Locate the line containing "[point] every instance of the dog's snout" in the entries below, then retype it and every later line exactly, leaving out pictures.

──────── Source material

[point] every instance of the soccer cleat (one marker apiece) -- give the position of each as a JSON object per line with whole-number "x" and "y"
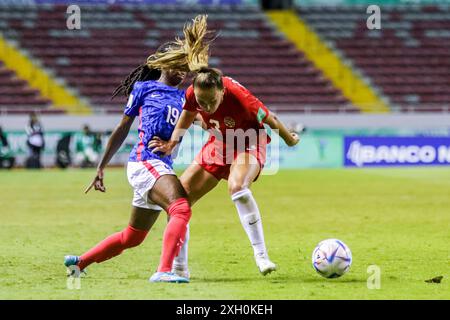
{"x": 265, "y": 266}
{"x": 71, "y": 263}
{"x": 181, "y": 271}
{"x": 71, "y": 260}
{"x": 167, "y": 277}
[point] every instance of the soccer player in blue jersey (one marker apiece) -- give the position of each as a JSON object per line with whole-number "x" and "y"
{"x": 158, "y": 105}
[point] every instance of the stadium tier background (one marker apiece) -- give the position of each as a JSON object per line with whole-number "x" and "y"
{"x": 363, "y": 93}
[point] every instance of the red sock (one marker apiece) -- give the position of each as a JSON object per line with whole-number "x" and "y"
{"x": 113, "y": 246}
{"x": 180, "y": 213}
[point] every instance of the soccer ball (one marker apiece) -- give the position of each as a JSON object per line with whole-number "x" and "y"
{"x": 331, "y": 258}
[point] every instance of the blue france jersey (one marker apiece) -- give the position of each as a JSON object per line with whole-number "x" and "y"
{"x": 158, "y": 107}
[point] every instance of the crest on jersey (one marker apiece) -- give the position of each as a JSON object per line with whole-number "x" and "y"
{"x": 229, "y": 122}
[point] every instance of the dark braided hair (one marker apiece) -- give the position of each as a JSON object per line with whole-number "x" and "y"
{"x": 141, "y": 73}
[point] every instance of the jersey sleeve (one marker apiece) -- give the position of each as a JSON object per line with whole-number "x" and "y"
{"x": 190, "y": 103}
{"x": 134, "y": 103}
{"x": 256, "y": 110}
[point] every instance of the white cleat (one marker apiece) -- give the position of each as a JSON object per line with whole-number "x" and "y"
{"x": 265, "y": 266}
{"x": 181, "y": 271}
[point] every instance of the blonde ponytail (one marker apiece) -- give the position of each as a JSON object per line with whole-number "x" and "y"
{"x": 189, "y": 54}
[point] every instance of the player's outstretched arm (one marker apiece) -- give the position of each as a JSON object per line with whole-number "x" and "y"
{"x": 116, "y": 139}
{"x": 166, "y": 147}
{"x": 290, "y": 138}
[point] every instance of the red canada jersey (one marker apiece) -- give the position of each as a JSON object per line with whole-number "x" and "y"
{"x": 238, "y": 110}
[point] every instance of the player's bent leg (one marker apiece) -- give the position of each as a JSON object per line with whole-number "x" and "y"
{"x": 196, "y": 182}
{"x": 242, "y": 172}
{"x": 170, "y": 195}
{"x": 134, "y": 234}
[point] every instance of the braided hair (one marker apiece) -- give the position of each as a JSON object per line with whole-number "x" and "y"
{"x": 189, "y": 54}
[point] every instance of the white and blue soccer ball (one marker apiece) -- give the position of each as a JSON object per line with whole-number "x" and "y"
{"x": 332, "y": 258}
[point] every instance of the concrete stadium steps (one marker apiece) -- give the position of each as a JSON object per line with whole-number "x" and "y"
{"x": 114, "y": 40}
{"x": 408, "y": 60}
{"x": 18, "y": 96}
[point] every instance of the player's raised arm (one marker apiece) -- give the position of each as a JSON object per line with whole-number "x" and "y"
{"x": 185, "y": 121}
{"x": 116, "y": 139}
{"x": 291, "y": 138}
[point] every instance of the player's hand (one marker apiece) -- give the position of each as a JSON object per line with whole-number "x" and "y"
{"x": 294, "y": 139}
{"x": 160, "y": 145}
{"x": 97, "y": 183}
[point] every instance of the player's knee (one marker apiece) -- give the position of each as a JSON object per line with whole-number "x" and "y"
{"x": 180, "y": 208}
{"x": 236, "y": 187}
{"x": 133, "y": 237}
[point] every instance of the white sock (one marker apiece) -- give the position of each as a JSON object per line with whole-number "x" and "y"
{"x": 250, "y": 220}
{"x": 181, "y": 260}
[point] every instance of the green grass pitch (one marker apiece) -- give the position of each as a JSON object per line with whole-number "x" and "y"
{"x": 397, "y": 219}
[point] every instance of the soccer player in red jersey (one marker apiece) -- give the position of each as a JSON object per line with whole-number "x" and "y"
{"x": 235, "y": 151}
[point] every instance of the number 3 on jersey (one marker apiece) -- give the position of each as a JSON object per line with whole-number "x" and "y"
{"x": 172, "y": 115}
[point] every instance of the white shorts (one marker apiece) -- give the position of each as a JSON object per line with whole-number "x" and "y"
{"x": 142, "y": 177}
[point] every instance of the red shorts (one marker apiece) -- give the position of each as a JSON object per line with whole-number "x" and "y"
{"x": 214, "y": 162}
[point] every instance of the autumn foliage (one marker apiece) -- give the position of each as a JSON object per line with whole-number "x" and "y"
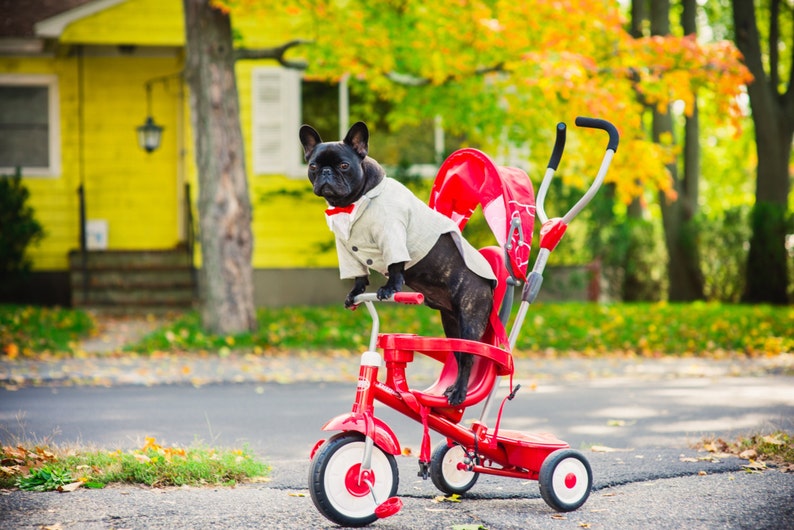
{"x": 504, "y": 72}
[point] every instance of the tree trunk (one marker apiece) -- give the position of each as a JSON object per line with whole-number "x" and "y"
{"x": 224, "y": 206}
{"x": 773, "y": 117}
{"x": 683, "y": 265}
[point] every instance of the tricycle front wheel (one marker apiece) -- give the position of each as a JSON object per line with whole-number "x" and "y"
{"x": 445, "y": 471}
{"x": 334, "y": 482}
{"x": 565, "y": 480}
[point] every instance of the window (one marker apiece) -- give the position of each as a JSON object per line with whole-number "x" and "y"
{"x": 29, "y": 125}
{"x": 276, "y": 120}
{"x": 282, "y": 101}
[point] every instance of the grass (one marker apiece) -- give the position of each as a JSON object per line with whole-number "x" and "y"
{"x": 592, "y": 329}
{"x": 40, "y": 468}
{"x": 31, "y": 329}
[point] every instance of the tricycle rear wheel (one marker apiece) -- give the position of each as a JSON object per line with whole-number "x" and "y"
{"x": 334, "y": 485}
{"x": 444, "y": 470}
{"x": 565, "y": 480}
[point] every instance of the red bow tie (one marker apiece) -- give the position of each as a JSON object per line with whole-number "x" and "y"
{"x": 340, "y": 209}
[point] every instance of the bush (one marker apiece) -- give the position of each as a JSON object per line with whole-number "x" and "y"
{"x": 724, "y": 241}
{"x": 18, "y": 228}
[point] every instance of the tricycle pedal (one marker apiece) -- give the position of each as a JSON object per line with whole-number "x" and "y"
{"x": 424, "y": 470}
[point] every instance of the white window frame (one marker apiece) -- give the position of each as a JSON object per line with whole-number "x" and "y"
{"x": 53, "y": 125}
{"x": 281, "y": 116}
{"x": 280, "y": 119}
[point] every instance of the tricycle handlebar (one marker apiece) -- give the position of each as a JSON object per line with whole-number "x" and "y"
{"x": 596, "y": 123}
{"x": 559, "y": 146}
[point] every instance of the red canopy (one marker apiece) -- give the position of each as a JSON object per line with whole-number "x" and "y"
{"x": 468, "y": 178}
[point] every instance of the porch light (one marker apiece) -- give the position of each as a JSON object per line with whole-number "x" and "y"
{"x": 149, "y": 134}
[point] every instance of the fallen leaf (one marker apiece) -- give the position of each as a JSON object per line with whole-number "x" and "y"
{"x": 66, "y": 488}
{"x": 605, "y": 449}
{"x": 773, "y": 439}
{"x": 452, "y": 498}
{"x": 749, "y": 454}
{"x": 754, "y": 467}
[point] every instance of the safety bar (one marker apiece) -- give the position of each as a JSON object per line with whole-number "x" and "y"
{"x": 368, "y": 300}
{"x": 400, "y": 298}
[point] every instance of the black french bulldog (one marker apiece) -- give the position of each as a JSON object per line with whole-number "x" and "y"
{"x": 341, "y": 172}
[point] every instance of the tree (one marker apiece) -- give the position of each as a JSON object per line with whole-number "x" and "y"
{"x": 772, "y": 102}
{"x": 502, "y": 72}
{"x": 224, "y": 206}
{"x": 683, "y": 262}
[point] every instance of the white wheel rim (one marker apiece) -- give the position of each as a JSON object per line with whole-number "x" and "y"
{"x": 335, "y": 474}
{"x": 570, "y": 480}
{"x": 456, "y": 478}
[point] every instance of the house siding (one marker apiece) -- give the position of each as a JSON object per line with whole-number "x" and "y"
{"x": 139, "y": 194}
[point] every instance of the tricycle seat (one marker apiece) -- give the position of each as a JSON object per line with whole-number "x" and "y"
{"x": 489, "y": 362}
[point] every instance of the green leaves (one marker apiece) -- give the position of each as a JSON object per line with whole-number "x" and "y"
{"x": 47, "y": 478}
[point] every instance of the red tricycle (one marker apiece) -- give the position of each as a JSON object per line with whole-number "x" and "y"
{"x": 353, "y": 477}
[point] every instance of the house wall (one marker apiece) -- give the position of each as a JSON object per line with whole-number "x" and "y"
{"x": 102, "y": 101}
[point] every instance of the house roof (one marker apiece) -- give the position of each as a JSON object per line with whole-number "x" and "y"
{"x": 19, "y": 18}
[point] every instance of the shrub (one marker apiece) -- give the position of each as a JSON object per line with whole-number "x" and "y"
{"x": 18, "y": 228}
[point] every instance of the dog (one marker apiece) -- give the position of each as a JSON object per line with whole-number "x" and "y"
{"x": 381, "y": 225}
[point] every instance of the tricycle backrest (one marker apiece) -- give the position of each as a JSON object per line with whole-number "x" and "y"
{"x": 469, "y": 178}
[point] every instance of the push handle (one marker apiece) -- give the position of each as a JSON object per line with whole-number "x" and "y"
{"x": 559, "y": 146}
{"x": 592, "y": 123}
{"x": 597, "y": 123}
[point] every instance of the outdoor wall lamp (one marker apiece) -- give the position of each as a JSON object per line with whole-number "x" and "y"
{"x": 149, "y": 134}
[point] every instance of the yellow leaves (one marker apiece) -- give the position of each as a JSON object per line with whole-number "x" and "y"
{"x": 11, "y": 351}
{"x": 452, "y": 498}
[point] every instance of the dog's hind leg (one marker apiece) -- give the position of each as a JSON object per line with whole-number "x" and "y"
{"x": 469, "y": 322}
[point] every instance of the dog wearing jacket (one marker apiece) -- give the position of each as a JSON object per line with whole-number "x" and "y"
{"x": 381, "y": 225}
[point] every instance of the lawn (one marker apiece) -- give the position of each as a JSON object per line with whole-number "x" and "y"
{"x": 644, "y": 329}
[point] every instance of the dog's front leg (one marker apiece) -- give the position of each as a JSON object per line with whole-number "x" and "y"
{"x": 359, "y": 287}
{"x": 395, "y": 282}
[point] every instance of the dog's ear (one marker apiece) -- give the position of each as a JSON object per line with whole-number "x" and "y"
{"x": 358, "y": 138}
{"x": 309, "y": 139}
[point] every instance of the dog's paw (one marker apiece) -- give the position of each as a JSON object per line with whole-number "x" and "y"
{"x": 386, "y": 292}
{"x": 455, "y": 395}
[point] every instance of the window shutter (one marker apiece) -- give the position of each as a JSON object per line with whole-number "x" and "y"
{"x": 276, "y": 113}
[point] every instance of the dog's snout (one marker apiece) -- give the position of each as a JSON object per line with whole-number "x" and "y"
{"x": 325, "y": 180}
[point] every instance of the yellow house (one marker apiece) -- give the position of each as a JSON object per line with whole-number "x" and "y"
{"x": 77, "y": 78}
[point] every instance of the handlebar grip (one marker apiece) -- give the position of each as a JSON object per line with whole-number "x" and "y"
{"x": 409, "y": 298}
{"x": 559, "y": 146}
{"x": 596, "y": 123}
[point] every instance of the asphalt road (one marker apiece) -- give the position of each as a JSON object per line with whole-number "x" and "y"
{"x": 649, "y": 417}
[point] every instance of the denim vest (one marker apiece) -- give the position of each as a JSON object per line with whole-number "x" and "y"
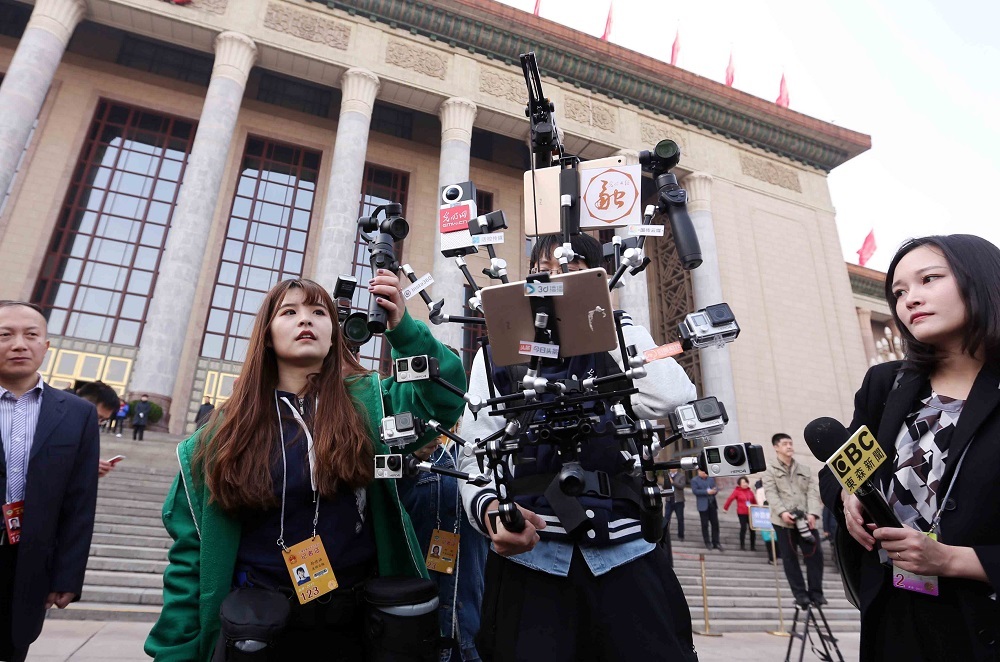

────────────────

**Result:**
[point] every instance of the dog's snout (one marker apiece) -- give the position of each as a JSON object per line with whole-number "x" and "y"
{"x": 325, "y": 180}
[point] every instance of the yellow house (one marker apiece) -- give the position of each as a JSON object per line with whole-number "x" and "y"
{"x": 77, "y": 78}
[point] every instance of the handlebar grip (one marker apiece) -- give the position of each as a JSON object per line with whole-number "x" and "y"
{"x": 409, "y": 298}
{"x": 559, "y": 146}
{"x": 596, "y": 123}
[point] every instance of the asphalt road (one marker apiece) -- give the position of each as a JSON object per line with whole-number "x" and "y"
{"x": 649, "y": 417}
[point] every instance of the denim vest (one marker apiece) -- give the position of each as a JSON object per line with whole-number "x" and "y"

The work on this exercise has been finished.